From the records that follow, copy every line that contains the word "below".

■ **DATA RECORDS**:
━━━━━━━━━━━━━━━━━━━━

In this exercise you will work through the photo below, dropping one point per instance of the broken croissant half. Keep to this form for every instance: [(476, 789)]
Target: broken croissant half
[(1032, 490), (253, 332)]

━━━━━━━━━━━━━━━━━━━━

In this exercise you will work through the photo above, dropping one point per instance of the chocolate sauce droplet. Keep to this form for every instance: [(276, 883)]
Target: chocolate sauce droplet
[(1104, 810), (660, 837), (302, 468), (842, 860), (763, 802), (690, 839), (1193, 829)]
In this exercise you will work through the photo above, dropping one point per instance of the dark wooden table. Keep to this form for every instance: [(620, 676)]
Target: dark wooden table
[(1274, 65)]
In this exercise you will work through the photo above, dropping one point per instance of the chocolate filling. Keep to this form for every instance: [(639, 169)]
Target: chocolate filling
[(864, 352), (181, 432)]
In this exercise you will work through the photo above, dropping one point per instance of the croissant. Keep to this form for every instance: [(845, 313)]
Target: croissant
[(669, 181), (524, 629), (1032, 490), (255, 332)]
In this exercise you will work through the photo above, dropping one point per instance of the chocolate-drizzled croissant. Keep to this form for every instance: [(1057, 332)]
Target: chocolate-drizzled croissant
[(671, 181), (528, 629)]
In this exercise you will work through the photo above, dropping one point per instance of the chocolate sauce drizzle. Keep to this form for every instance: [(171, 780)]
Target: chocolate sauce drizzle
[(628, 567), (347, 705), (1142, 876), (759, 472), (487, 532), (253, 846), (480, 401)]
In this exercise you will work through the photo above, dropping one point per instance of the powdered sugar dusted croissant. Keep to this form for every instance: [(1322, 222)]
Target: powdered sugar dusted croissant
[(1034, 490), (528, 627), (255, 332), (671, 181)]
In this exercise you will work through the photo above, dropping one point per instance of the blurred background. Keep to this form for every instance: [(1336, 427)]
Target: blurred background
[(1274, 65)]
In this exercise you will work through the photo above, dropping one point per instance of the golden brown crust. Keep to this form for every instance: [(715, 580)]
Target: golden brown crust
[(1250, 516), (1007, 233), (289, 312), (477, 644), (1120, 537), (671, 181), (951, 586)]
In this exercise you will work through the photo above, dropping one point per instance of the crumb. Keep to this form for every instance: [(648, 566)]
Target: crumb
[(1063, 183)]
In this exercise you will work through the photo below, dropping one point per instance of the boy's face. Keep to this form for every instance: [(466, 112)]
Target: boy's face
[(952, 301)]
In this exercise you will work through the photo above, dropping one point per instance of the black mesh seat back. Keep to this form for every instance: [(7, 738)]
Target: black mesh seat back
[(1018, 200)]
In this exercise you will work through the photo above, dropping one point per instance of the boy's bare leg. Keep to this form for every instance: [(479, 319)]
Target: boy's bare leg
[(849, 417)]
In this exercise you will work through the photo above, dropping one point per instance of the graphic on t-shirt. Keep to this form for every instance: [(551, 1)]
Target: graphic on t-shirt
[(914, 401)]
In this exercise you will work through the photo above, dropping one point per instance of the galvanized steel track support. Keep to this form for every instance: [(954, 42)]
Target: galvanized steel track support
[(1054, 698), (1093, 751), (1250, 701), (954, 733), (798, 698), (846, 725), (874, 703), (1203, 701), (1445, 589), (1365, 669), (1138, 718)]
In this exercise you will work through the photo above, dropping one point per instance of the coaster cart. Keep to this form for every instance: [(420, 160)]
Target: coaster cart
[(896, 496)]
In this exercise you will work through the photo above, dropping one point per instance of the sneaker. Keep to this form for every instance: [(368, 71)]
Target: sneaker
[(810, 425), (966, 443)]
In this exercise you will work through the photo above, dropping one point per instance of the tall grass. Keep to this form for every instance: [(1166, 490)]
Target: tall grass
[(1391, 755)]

━━━━━━━━━━━━━━━━━━━━

■ **SOLUTION TO THE EXERCISE**:
In this exercise you will work through the photo below, dropping one point per instance of the broken croissant half. Keep to this form for every instance: [(476, 789)]
In this exercise you will work through the photo below, dropping one point per instance of the boy's face. Keep to this form for every instance: [(466, 112)]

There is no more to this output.